Records excerpted from a collection:
+===+

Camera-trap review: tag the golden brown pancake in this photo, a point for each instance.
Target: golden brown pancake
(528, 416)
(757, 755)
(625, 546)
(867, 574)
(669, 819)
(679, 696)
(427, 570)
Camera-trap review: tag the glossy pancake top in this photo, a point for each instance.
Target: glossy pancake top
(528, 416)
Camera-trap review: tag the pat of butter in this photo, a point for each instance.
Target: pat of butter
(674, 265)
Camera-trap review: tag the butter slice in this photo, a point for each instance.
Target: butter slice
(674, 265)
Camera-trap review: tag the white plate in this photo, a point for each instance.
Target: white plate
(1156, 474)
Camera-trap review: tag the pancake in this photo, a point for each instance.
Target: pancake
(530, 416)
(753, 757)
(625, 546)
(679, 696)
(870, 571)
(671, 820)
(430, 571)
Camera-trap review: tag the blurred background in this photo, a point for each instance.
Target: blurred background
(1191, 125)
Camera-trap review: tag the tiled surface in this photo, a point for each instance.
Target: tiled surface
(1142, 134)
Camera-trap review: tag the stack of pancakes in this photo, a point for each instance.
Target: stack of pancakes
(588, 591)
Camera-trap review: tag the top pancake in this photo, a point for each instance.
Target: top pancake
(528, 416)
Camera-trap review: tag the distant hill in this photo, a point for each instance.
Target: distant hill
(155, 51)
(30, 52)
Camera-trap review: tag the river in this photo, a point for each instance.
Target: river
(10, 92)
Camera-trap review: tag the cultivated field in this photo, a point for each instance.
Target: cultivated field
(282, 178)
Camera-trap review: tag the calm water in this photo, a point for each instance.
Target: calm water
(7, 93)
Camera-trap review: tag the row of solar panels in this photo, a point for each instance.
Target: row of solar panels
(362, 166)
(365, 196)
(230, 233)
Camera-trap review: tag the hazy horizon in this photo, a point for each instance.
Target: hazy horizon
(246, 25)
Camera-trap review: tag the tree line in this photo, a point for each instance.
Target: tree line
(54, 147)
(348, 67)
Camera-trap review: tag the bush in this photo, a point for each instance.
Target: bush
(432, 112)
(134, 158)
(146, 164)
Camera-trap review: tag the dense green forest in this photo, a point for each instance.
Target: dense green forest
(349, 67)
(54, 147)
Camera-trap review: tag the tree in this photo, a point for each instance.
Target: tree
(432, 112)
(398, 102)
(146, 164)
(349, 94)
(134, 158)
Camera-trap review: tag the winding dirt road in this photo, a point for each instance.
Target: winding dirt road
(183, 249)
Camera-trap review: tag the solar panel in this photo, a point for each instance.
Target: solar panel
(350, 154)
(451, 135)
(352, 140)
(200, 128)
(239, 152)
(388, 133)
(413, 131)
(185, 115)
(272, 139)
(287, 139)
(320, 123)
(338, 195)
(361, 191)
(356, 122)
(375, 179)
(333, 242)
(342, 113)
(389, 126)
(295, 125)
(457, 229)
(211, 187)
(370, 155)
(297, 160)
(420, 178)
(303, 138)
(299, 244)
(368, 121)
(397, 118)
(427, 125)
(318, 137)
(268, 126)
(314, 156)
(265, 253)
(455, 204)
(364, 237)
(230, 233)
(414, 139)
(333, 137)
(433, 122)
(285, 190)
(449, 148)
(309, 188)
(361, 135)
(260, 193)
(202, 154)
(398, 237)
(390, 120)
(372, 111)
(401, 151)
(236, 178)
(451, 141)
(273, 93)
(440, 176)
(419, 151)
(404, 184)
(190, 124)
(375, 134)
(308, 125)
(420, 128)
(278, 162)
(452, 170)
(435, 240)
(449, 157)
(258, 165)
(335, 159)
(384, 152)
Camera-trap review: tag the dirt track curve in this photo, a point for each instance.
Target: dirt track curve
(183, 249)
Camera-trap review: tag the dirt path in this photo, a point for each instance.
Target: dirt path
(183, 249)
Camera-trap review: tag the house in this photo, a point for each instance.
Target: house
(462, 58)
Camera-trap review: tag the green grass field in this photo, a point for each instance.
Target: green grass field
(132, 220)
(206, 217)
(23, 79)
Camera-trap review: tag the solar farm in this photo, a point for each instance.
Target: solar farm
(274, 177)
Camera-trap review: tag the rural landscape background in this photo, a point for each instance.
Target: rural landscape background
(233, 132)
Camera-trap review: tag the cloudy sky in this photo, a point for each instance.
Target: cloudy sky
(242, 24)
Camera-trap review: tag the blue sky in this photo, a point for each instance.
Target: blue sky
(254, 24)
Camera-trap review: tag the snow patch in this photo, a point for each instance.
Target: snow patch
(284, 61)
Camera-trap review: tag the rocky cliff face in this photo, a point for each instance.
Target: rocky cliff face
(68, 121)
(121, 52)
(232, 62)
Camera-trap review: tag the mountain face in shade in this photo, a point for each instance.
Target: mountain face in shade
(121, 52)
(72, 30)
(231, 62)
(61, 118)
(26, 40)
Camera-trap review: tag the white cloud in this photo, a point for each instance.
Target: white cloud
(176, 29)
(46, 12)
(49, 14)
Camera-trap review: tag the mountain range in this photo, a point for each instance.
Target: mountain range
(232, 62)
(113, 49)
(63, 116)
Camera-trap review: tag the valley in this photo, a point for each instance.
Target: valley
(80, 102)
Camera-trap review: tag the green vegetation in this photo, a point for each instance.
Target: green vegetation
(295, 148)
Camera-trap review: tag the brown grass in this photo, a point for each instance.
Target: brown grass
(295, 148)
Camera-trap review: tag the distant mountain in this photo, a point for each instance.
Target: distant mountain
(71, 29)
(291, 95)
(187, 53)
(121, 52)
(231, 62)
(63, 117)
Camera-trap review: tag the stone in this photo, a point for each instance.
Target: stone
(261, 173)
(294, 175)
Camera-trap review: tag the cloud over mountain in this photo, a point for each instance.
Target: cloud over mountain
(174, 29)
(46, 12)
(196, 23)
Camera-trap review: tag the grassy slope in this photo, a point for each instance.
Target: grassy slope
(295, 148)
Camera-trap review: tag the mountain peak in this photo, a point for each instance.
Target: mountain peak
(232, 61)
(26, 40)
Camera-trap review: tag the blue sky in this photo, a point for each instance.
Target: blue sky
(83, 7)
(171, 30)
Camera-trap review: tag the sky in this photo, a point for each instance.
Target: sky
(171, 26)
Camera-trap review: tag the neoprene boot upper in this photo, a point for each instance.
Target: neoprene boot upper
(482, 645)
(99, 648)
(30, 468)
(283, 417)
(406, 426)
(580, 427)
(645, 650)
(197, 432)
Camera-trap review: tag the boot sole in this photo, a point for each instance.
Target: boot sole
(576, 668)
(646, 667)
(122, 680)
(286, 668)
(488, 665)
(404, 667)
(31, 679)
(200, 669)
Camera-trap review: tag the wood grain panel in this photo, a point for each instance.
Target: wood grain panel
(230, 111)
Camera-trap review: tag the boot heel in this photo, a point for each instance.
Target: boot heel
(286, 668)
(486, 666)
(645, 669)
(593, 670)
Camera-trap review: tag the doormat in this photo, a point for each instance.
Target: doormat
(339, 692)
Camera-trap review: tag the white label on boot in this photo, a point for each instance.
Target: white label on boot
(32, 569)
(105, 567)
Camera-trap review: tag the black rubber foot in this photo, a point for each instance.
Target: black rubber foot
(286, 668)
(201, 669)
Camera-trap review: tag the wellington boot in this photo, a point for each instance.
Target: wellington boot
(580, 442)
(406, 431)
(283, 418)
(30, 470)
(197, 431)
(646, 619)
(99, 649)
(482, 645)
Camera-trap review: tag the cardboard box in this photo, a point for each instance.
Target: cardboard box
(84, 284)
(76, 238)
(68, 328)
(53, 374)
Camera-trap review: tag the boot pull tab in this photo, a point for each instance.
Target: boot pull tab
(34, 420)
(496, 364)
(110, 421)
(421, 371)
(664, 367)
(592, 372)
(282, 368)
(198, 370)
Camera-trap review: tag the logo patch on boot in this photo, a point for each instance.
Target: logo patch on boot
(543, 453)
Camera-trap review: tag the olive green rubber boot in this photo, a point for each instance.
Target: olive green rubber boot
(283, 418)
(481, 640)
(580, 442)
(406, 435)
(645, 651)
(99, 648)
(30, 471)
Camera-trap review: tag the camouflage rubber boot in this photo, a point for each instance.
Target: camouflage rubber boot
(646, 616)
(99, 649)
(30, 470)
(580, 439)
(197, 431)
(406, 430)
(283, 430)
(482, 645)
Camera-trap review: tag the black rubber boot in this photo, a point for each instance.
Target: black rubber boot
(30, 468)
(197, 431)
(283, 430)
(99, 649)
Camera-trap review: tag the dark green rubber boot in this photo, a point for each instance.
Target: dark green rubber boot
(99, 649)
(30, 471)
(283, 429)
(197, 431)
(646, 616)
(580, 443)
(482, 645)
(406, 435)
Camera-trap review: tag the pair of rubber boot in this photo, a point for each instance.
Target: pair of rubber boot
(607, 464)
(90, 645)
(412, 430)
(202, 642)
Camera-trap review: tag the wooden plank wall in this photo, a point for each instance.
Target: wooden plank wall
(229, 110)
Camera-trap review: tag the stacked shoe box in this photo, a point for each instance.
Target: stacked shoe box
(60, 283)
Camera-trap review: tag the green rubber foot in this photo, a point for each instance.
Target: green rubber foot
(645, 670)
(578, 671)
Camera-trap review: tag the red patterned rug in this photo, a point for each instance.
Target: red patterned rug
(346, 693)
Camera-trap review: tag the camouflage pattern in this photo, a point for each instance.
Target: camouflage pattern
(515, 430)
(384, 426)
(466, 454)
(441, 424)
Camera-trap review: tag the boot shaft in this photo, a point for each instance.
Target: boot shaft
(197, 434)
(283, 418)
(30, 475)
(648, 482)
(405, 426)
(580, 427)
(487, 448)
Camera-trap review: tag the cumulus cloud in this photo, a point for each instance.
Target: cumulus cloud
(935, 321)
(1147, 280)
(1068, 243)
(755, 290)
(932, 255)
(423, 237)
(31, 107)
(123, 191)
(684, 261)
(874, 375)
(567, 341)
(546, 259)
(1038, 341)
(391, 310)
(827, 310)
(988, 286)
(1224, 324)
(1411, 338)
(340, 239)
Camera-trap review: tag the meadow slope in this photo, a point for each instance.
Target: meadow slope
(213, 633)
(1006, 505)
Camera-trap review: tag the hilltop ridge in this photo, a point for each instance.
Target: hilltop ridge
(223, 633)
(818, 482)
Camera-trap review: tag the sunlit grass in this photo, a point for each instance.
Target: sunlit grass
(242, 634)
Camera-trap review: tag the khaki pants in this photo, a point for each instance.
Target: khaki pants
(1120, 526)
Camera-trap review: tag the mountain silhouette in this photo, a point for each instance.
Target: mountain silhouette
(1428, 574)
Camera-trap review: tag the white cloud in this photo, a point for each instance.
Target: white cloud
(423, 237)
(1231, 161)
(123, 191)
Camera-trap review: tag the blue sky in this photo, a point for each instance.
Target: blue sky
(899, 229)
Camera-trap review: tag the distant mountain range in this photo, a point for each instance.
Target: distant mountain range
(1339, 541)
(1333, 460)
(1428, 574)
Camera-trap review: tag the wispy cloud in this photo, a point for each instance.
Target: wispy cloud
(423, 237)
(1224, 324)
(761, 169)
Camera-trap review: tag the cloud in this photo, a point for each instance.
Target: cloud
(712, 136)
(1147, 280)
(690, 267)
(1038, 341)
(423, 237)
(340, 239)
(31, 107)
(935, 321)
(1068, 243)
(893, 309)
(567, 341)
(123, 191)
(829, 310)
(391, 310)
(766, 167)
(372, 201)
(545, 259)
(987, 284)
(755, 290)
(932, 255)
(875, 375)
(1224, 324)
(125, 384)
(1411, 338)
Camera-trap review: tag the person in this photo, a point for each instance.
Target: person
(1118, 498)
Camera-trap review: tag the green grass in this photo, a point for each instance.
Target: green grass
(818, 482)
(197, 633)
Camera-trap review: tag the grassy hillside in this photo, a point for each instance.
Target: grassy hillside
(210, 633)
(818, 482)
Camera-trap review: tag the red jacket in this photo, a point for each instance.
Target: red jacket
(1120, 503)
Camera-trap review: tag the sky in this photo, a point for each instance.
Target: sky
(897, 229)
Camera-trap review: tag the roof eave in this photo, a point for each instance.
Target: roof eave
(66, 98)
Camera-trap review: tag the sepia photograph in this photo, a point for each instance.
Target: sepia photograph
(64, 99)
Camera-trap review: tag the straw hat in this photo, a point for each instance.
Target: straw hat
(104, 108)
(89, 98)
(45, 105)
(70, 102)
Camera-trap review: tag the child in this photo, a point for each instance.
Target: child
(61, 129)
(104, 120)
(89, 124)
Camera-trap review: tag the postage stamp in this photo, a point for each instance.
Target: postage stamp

+===+

## Exercise
Go over the data and return every line that includes the word "stamp".

## Answer below
Camera-trap review: tag the postage stamp in this photo, a point for each instance.
Target: postage stamp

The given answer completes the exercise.